Your job is to copy the lines from the material that include "blurred".

:::

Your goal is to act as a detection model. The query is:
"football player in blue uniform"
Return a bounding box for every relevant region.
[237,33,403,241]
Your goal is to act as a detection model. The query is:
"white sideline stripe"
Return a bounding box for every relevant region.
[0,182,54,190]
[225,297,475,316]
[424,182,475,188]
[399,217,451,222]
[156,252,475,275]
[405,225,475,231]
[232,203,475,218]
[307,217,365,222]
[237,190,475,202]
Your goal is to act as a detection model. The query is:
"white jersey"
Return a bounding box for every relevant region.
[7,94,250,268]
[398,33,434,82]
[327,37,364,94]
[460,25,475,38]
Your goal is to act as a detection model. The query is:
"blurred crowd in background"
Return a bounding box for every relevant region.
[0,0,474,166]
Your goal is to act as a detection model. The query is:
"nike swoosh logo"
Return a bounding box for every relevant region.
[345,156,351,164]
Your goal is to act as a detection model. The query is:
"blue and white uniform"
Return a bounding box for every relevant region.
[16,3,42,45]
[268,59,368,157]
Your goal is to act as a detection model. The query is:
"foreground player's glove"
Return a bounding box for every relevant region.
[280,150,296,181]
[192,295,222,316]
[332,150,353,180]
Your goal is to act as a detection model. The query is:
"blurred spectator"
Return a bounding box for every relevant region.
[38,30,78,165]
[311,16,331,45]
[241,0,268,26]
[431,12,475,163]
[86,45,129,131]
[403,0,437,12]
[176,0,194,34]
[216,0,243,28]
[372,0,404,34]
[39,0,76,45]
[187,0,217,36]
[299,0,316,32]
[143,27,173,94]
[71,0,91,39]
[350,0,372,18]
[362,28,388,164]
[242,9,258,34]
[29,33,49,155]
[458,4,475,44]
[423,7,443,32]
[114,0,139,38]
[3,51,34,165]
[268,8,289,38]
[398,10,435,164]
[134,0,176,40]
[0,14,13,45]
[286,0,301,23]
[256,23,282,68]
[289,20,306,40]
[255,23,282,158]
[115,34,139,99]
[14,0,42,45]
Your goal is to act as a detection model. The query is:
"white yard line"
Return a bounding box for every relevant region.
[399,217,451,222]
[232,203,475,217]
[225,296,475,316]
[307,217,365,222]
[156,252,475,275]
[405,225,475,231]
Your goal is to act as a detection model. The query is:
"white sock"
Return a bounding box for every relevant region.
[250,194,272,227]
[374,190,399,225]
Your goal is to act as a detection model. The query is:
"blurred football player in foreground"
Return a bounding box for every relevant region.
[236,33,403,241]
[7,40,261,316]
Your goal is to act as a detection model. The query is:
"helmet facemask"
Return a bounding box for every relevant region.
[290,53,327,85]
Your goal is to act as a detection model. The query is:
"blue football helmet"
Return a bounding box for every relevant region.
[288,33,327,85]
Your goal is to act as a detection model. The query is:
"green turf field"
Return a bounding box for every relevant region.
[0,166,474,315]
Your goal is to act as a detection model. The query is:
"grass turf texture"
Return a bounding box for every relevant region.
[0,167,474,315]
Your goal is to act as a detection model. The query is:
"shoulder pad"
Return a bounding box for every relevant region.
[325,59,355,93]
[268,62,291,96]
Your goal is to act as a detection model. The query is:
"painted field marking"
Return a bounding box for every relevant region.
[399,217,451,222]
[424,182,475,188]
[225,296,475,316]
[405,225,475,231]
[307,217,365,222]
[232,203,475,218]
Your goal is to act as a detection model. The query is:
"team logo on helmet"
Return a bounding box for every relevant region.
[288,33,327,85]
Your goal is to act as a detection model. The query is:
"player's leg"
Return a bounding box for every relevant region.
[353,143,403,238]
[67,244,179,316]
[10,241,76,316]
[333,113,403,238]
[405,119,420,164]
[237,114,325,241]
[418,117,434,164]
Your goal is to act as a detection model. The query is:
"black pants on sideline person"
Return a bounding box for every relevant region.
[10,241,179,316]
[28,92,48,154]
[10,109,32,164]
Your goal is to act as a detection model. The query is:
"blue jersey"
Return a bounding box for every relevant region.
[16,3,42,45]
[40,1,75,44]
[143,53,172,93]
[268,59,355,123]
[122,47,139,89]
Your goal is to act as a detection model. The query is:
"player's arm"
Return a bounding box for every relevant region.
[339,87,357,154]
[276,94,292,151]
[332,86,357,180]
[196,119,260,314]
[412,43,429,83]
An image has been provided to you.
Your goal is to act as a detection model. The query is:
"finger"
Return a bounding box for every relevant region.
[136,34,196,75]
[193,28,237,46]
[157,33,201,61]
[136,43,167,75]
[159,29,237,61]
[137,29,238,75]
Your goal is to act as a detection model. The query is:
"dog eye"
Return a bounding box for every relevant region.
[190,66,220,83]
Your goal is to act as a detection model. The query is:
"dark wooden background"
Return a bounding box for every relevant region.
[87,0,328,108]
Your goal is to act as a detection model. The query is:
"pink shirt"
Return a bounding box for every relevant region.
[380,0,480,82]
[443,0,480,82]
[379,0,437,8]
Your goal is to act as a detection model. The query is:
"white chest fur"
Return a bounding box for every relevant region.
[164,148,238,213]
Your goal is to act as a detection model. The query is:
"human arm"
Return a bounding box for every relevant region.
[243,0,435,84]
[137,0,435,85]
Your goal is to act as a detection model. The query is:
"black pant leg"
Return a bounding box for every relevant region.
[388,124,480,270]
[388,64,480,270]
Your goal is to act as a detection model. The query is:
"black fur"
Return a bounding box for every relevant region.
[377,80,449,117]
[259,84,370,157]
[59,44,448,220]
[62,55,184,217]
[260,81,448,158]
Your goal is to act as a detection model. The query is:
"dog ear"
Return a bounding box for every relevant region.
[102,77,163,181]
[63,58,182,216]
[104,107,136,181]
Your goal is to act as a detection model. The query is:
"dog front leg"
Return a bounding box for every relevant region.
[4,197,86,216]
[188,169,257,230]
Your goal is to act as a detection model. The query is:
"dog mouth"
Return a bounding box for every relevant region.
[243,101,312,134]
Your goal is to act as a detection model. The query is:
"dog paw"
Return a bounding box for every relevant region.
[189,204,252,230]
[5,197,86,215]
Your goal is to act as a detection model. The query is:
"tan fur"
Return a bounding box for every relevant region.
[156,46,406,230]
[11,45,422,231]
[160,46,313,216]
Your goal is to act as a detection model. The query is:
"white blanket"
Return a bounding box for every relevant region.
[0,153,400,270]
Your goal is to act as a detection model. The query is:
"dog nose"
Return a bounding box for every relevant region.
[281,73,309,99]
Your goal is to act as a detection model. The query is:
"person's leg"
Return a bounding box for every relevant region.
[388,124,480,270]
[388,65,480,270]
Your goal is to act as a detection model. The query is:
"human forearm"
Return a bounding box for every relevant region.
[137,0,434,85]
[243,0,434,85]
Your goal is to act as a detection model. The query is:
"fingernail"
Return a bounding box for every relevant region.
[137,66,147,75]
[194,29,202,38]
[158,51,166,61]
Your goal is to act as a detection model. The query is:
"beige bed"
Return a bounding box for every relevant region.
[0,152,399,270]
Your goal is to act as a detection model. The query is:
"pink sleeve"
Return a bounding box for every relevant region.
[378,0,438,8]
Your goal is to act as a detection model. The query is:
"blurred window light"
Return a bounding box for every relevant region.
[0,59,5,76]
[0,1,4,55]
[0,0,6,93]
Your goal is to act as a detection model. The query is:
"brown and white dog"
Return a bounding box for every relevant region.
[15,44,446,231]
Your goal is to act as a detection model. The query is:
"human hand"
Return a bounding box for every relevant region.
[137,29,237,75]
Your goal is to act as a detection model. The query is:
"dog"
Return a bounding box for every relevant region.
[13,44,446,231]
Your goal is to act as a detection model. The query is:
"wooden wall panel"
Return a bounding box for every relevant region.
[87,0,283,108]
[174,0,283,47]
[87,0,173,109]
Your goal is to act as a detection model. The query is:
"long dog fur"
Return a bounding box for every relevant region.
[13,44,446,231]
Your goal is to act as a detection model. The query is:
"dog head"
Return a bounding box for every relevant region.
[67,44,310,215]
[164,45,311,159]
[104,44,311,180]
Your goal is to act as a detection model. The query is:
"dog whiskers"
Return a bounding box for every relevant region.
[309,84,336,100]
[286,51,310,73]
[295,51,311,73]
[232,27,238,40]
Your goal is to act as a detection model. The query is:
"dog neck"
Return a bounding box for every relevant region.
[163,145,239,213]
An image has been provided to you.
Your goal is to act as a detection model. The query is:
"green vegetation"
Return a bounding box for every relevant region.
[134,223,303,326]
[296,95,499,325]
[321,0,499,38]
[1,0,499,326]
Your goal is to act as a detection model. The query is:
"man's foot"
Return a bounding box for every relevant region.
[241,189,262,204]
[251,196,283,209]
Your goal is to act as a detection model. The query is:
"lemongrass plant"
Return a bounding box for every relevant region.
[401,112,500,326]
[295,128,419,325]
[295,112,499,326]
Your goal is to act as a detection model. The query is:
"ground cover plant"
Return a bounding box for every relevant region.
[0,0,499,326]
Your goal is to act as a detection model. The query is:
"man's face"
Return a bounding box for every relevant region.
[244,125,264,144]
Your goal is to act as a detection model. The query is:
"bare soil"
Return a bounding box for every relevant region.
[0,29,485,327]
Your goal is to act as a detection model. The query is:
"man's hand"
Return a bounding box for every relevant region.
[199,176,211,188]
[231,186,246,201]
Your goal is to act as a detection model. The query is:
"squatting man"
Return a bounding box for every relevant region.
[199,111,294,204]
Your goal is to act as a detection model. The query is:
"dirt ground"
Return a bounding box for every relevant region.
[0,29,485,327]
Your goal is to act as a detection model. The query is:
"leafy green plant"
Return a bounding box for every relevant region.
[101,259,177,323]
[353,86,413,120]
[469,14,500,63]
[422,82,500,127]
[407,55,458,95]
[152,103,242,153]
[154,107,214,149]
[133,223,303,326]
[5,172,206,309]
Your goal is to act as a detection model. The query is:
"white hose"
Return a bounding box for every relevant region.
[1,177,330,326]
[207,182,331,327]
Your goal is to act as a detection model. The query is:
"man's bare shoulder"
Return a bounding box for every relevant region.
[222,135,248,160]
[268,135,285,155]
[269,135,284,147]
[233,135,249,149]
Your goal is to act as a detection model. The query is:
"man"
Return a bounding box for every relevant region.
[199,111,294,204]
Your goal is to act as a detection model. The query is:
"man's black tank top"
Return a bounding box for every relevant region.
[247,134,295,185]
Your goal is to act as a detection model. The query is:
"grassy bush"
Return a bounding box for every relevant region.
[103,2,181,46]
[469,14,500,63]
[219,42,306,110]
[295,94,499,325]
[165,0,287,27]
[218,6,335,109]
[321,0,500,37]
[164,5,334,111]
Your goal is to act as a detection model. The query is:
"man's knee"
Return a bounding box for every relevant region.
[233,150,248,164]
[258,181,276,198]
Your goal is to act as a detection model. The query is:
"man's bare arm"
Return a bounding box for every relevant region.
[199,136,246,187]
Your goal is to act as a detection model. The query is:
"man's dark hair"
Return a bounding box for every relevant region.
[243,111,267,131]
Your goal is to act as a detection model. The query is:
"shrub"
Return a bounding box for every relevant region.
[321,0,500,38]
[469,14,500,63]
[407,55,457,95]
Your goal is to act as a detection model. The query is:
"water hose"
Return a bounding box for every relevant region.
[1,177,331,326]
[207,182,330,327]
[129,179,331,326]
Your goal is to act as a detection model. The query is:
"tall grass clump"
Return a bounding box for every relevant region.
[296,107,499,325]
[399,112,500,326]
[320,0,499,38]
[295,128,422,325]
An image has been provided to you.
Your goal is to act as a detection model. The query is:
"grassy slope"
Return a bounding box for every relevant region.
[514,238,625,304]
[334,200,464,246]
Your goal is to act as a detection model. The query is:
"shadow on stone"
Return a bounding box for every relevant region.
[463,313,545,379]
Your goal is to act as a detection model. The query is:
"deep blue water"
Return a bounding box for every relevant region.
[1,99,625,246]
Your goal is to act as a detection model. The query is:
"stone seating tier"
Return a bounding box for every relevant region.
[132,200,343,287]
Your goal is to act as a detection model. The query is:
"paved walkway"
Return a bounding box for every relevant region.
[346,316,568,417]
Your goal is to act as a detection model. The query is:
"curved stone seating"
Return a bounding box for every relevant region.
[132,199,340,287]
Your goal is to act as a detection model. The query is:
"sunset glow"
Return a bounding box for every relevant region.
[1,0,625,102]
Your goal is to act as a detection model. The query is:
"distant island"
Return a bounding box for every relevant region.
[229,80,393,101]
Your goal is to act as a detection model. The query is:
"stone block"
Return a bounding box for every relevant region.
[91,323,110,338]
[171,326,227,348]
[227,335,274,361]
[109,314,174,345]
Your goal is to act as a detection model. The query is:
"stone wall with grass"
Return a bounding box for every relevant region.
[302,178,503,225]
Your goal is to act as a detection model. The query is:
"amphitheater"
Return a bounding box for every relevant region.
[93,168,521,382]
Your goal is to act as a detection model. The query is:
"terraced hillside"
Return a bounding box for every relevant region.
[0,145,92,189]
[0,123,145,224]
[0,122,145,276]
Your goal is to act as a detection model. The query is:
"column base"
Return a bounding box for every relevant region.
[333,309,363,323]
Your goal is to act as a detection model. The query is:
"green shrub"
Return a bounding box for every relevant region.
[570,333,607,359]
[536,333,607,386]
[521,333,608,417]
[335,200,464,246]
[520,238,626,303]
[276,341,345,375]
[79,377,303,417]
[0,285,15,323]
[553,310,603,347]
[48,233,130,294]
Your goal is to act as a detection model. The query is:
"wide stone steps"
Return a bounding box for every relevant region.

:::

▸ YOUR SOLUTION
"blurred crowd in background"
"blurred spectator"
"blurred football player in foreground"
"blurred window light"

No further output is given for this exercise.